Pointing data excerpts:
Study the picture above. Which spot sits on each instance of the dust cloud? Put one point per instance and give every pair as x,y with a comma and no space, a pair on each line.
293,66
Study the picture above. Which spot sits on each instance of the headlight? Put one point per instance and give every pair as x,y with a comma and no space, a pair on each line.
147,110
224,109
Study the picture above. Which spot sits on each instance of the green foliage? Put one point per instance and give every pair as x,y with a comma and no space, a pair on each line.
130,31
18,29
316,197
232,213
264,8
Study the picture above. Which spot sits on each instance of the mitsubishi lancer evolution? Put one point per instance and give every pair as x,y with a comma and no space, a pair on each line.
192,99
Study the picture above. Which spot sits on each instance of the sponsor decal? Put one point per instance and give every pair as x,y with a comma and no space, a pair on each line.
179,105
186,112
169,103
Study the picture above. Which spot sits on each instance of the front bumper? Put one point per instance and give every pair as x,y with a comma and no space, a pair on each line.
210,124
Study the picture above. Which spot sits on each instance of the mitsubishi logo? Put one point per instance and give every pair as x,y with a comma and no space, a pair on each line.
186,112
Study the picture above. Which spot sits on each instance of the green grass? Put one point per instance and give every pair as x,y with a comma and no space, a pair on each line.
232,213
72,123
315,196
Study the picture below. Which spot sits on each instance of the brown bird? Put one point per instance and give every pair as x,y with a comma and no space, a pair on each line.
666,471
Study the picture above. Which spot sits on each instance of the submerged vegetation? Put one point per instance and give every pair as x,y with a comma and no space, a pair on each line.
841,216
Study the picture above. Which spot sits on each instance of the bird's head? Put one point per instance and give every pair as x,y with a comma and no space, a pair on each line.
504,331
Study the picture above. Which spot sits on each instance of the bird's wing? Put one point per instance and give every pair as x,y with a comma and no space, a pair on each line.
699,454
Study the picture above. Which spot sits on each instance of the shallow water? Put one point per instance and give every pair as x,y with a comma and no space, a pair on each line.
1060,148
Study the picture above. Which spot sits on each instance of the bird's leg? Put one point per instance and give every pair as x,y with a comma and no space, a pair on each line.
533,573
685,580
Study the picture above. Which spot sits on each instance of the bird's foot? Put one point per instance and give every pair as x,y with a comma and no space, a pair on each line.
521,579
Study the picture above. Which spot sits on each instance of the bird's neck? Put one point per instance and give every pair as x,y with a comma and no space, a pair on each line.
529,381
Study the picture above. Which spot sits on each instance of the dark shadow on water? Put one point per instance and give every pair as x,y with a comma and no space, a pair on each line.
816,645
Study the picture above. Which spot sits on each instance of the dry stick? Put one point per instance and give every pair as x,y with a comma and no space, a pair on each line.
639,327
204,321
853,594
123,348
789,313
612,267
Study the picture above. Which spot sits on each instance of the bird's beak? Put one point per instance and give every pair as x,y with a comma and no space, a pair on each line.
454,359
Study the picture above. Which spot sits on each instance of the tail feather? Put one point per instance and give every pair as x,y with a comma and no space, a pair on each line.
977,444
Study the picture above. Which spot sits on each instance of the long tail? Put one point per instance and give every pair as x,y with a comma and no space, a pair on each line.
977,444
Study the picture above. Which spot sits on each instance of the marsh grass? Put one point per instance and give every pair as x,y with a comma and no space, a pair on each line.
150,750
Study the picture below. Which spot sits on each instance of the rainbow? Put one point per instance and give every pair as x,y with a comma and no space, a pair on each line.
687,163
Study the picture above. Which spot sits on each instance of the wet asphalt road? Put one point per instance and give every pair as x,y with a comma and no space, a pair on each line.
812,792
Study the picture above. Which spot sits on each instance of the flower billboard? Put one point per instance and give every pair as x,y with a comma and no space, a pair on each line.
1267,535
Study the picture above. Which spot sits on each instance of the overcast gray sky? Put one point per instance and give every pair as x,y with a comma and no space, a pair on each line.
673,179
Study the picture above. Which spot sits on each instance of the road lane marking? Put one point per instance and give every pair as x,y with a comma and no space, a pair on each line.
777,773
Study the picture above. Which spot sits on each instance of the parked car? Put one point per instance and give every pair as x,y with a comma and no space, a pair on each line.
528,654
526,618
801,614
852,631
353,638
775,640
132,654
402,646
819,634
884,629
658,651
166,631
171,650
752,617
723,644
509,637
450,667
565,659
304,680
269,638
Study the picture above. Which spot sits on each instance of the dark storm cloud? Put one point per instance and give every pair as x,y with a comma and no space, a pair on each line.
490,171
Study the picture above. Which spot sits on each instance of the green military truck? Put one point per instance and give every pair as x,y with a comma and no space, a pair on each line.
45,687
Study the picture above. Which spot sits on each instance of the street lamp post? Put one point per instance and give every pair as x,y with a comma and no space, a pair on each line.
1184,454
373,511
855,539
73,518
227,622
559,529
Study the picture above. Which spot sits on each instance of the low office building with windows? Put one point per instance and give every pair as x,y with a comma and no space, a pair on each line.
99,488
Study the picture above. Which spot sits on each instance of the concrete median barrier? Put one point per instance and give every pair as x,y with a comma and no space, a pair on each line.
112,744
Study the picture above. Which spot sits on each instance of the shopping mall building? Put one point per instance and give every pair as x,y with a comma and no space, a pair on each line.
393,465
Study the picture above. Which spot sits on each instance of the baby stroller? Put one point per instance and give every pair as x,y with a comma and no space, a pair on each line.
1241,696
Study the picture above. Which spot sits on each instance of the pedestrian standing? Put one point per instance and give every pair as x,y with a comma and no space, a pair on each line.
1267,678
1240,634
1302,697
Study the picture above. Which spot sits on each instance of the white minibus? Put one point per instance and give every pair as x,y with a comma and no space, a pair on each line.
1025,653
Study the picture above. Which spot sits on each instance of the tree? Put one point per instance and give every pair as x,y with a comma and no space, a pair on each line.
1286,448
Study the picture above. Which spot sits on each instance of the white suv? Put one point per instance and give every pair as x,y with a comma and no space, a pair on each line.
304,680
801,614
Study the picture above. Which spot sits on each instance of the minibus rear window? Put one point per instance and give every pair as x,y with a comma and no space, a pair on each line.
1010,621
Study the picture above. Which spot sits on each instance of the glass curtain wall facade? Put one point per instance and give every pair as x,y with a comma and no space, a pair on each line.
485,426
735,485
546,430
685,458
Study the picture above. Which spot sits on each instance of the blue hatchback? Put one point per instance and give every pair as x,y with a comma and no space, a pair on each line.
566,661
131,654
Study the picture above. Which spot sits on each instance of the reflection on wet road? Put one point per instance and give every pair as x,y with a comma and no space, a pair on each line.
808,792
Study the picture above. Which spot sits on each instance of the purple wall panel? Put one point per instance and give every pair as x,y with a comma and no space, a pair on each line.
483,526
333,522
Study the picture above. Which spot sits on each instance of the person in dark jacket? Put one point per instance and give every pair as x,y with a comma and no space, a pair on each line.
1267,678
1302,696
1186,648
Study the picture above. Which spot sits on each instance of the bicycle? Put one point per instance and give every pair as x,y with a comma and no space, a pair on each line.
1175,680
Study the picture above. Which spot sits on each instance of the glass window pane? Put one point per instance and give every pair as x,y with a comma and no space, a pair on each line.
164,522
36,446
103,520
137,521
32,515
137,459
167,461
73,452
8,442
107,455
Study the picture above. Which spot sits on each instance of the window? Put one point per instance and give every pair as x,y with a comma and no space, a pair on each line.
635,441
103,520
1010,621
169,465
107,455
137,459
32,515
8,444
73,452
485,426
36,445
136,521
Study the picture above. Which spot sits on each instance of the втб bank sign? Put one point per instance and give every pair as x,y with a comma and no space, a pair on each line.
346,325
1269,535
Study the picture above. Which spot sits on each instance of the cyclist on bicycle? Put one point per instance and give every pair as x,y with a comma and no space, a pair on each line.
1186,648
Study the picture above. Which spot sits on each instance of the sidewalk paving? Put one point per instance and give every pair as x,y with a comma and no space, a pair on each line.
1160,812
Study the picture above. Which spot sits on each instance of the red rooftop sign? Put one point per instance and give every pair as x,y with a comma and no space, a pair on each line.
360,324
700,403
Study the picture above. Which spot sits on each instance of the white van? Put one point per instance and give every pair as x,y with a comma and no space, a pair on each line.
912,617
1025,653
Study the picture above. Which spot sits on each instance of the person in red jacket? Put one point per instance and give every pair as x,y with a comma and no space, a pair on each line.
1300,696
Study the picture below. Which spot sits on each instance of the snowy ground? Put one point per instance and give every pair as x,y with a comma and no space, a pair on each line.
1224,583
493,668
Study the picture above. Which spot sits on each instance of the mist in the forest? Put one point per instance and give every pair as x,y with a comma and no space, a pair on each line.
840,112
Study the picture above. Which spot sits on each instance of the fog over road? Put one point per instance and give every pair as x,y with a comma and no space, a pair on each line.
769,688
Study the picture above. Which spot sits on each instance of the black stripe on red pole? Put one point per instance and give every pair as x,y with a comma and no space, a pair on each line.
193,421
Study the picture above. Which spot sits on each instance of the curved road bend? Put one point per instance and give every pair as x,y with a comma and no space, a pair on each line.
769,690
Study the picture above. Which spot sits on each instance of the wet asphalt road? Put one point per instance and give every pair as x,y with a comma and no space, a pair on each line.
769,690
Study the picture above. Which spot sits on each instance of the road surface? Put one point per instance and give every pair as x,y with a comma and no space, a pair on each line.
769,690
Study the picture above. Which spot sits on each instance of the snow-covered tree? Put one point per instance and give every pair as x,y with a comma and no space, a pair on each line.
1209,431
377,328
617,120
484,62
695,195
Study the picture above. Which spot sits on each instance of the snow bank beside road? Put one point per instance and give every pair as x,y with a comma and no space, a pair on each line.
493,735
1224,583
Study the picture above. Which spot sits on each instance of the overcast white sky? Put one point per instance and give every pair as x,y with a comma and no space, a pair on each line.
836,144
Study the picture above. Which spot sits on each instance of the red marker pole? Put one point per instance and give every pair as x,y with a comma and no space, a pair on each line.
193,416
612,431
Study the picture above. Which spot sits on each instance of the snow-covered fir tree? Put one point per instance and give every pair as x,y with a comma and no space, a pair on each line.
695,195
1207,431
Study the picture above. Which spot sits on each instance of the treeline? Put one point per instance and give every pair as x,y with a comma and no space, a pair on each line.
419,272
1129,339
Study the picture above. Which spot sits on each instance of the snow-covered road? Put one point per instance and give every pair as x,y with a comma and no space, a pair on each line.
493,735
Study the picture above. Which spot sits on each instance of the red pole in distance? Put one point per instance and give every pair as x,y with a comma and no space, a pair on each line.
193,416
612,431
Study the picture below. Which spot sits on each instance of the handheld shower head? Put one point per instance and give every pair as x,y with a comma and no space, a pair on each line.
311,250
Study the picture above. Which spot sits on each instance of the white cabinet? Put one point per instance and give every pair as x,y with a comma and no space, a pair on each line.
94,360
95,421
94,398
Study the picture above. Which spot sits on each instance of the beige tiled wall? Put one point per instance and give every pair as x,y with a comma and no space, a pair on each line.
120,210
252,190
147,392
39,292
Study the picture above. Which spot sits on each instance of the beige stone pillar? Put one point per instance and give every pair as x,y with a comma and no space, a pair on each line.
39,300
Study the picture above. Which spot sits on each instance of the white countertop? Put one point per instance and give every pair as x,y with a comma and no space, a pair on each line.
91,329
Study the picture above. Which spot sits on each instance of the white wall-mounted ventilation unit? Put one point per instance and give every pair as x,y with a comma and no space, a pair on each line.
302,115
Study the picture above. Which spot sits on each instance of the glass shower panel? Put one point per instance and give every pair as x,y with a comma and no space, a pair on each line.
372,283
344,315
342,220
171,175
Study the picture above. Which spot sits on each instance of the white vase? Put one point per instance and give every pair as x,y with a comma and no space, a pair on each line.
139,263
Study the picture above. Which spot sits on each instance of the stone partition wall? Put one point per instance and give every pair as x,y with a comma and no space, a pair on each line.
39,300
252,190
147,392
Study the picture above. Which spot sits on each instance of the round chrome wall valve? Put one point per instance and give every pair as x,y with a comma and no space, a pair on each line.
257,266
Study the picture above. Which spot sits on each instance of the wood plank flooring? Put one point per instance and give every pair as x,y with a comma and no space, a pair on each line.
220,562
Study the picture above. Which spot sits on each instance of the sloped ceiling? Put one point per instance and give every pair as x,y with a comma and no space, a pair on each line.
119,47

Written instruction:
Express the entries from the line containing "the white wall-mounted" through the end of the entries as a Markdown table with the columns Row and Line, numbering each line and leaving out blank lines.

The result:
| Row | Line |
|---|---|
| 1 | Study the picture above. Which spot sits on each instance of the white wall-mounted ventilation unit? Put one point per instance and give every pair as x,y with a comma and no space, a pair on each line. |
| 2 | 302,115 |
| 3 | Study the picture above. Which spot sits on each instance of the glass shower panel? Put one point per instance and give every pair as x,y with a comma and no space, a pair on each line. |
| 4 | 372,283 |
| 5 | 344,315 |
| 6 | 342,220 |
| 7 | 171,175 |
| 8 | Study the picture above. Which spot sits on each instance of the white vase? Put one point per instance and give every pair as x,y with a comma and no space, a pair on each line. |
| 9 | 139,263 |
| 10 | Study the picture above. Which spot sits on each instance of the stone partition wall? Put one point per instance and give every pair as x,y with a comma and no space, a pair on each line. |
| 11 | 39,300 |
| 12 | 252,190 |
| 13 | 147,392 |
| 14 | Study the picture above. Which spot sits on each instance of the round chrome wall valve? Put one point per instance and give every pair as x,y with a comma and no space, a pair on each line. |
| 15 | 257,266 |
| 16 | Study the picture above. Which spot sits on each instance of the wood plank flooring? Put one point per instance and give every pair as x,y with a comma and no space, a pair on each line. |
| 17 | 220,562 |
| 18 | Study the picture above. Which spot sits on each instance of the sloped ceiling? Put one point per instance and give every pair as x,y with a comma and no space, a pair on each line. |
| 19 | 119,47 |